* BRIEF *
All entries must be transcribed exactly, down to the last character.
··· DATA ···
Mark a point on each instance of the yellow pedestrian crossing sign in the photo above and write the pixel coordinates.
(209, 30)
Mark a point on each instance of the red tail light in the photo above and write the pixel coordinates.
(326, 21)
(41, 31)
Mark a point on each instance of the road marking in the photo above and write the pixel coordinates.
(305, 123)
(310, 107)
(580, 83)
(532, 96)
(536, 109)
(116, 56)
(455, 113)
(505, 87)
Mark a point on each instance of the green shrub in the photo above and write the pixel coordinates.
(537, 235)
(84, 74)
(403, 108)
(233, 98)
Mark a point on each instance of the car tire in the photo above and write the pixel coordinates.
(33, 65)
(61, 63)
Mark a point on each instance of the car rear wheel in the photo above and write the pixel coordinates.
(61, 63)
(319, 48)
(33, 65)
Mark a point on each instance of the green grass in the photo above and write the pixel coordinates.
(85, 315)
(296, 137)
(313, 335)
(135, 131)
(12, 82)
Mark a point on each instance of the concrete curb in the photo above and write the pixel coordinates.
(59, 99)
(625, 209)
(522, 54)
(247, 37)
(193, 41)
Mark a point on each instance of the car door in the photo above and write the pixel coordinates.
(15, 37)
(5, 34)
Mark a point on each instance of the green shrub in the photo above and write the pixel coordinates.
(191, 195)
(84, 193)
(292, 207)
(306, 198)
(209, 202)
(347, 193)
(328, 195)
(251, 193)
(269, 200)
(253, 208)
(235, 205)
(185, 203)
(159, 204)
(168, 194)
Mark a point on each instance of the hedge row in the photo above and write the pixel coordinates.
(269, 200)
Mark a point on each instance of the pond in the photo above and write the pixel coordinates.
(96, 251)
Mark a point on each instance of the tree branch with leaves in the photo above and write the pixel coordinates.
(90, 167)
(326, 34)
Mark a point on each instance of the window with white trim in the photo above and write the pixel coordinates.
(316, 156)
···
* TASK OUTPUT *
Mark a point on each instance of the yellow pedestrian crossing sign in the photo above and write the pixel coordinates.
(209, 30)
Mark a point on each instance of the red tail light in the photo above and write the pixel coordinates.
(326, 21)
(41, 31)
Mark a point on each instance of the road marking in the photo above and write the pixel coordinates.
(305, 123)
(310, 107)
(580, 83)
(532, 96)
(536, 109)
(116, 56)
(455, 113)
(505, 87)
Mark a point on each instance of the green shrub in the photo above and write the pixel coordinates.
(537, 235)
(84, 74)
(403, 108)
(233, 98)
Mark a point on each instance of the car tire in the photo above and write the pixel coordinates.
(33, 65)
(61, 63)
Mark a point on each instance of the car rear wheel in the photo above and write the pixel coordinates.
(61, 63)
(319, 48)
(33, 65)
Mark a point on each instance of the green grass in the photo above and write the pixel coordinates.
(85, 315)
(296, 137)
(313, 335)
(135, 131)
(12, 82)
Mark a point on each instance of the concrete curb in the photo above and write the pixel coordinates.
(59, 99)
(625, 209)
(522, 54)
(247, 37)
(193, 41)
Mark a point on each instance of the car door in the photo above and write the pixel coordinates.
(15, 37)
(5, 34)
Mark a point on each instance of the green shrub in the photo above and write the pixel coordinates.
(191, 195)
(84, 193)
(292, 207)
(306, 198)
(209, 202)
(347, 193)
(328, 195)
(251, 193)
(269, 200)
(253, 208)
(235, 205)
(185, 203)
(159, 204)
(168, 194)
Mark a point on each instance of the hedge row in the photo above and write the pixel coordinates.
(269, 200)
Mark a point on each instance of the pond in the photo above and write the pixel coordinates.
(96, 251)
Mark a point on each instance of the tree branch with leaves in the photo above and write the pixel coordinates.
(90, 167)
(326, 34)
Mark a point on each instance of the window with white trim in the photo above and write the pixel coordinates.
(316, 156)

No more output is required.